● **WRITTEN INSTRUCTION**: Find each line in the rows below that contains the word "roof", and copy those lines out.

● **DATA FOR THIS TASK**:

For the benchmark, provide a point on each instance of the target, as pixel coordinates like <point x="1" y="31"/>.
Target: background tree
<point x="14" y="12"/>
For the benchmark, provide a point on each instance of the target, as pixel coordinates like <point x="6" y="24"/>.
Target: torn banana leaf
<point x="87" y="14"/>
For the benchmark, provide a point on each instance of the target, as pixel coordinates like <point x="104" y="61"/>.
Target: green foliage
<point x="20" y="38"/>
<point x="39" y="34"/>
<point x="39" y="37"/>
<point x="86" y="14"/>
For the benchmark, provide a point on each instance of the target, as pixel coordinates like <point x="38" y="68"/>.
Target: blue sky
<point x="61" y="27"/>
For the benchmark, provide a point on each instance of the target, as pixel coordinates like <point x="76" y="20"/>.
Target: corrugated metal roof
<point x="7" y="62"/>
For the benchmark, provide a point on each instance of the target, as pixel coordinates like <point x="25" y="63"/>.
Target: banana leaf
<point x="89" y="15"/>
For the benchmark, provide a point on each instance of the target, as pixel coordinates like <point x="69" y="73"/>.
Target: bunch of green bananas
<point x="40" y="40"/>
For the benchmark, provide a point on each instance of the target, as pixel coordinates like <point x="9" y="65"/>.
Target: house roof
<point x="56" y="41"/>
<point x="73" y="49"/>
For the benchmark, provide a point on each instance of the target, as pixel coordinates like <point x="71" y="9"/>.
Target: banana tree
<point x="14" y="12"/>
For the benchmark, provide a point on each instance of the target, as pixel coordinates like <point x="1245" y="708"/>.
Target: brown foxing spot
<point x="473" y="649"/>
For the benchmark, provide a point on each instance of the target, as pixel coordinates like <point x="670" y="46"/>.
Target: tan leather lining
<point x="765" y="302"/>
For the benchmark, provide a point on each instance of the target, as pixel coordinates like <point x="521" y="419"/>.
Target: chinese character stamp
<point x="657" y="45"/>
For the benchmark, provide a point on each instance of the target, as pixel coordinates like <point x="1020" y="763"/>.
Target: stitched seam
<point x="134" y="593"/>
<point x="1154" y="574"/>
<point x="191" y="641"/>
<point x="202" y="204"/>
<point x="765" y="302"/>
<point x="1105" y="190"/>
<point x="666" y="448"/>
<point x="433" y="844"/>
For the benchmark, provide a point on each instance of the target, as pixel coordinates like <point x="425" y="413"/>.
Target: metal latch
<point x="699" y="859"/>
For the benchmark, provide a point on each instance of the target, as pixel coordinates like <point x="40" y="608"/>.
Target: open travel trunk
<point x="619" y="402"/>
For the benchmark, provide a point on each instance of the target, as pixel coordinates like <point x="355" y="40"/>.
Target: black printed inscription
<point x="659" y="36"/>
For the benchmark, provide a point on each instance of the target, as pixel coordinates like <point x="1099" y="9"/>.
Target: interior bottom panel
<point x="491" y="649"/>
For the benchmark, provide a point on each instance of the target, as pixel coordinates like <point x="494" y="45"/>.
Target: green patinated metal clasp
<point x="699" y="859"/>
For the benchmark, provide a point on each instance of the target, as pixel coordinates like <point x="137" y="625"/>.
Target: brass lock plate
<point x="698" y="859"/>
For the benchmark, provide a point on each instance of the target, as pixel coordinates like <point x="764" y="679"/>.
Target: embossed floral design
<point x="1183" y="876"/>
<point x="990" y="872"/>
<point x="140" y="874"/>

● **EXERCISE RESPONSE**:
Target: corrugated metal roof
Target: house roof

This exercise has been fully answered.